Your answer must be an exact transcription of the lines from the line with "In this exercise you will indicate the streaked" through the final line of the data.

TASK INPUT Block Start

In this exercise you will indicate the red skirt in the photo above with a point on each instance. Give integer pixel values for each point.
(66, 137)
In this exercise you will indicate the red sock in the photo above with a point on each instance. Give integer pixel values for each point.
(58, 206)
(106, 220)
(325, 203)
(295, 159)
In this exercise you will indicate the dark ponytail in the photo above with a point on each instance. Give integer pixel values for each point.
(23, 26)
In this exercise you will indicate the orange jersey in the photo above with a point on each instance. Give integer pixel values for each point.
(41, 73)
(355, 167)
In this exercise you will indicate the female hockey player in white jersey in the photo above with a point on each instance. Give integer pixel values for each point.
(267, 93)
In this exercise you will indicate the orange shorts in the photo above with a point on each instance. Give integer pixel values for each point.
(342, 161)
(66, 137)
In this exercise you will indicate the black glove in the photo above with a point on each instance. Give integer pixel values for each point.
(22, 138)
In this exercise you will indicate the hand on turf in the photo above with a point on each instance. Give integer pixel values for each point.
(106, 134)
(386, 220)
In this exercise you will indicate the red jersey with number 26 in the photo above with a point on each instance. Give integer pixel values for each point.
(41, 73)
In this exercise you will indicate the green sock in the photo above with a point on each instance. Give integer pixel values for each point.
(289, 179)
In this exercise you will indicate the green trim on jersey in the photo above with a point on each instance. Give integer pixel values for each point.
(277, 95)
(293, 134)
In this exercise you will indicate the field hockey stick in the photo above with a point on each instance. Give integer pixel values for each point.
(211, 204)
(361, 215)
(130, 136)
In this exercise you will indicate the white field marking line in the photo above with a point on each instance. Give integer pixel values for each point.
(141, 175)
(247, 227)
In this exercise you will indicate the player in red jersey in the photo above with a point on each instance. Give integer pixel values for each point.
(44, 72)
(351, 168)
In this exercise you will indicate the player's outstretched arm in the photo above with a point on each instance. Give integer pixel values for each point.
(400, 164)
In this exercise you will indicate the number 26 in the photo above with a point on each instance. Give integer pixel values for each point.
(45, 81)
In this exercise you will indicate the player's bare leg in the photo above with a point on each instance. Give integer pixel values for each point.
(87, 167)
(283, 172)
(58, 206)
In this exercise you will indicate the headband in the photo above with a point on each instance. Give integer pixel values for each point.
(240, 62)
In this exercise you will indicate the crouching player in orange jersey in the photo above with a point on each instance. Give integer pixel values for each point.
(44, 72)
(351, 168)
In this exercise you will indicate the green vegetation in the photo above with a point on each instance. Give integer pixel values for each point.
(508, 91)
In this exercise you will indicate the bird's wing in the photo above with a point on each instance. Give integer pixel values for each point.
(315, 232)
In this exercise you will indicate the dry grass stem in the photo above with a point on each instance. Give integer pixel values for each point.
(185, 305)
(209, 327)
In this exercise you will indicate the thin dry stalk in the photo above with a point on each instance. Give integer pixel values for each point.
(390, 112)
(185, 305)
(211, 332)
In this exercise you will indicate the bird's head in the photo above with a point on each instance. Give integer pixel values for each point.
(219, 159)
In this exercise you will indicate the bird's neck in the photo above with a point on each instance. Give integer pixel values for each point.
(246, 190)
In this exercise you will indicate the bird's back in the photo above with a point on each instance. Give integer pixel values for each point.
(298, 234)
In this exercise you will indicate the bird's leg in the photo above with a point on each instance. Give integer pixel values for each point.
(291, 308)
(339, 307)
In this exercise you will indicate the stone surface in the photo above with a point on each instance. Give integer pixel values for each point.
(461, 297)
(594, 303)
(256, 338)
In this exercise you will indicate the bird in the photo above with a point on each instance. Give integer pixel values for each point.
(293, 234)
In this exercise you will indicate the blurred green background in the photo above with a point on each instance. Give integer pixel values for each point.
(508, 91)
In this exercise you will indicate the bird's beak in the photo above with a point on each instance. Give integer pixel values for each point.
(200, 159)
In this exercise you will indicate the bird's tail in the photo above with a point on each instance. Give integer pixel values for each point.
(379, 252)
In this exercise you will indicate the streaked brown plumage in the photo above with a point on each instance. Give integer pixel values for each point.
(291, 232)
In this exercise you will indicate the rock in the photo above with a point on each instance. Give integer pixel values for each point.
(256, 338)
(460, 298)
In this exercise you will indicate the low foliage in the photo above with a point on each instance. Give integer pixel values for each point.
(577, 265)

TASK INPUT Block End

FINAL ANSWER
In this exercise you will indicate the streaked brown plumage in the photo above with a point on each instance. Give integer pixel values for each point.
(291, 232)
In this exercise you will indicate the rock in the photo above with a point on each instance. Give integer pixel values for each point.
(256, 338)
(460, 298)
In this exercise you will indicate the low foliage in the photo above with a point on each instance. Give integer pixel values for each point.
(577, 265)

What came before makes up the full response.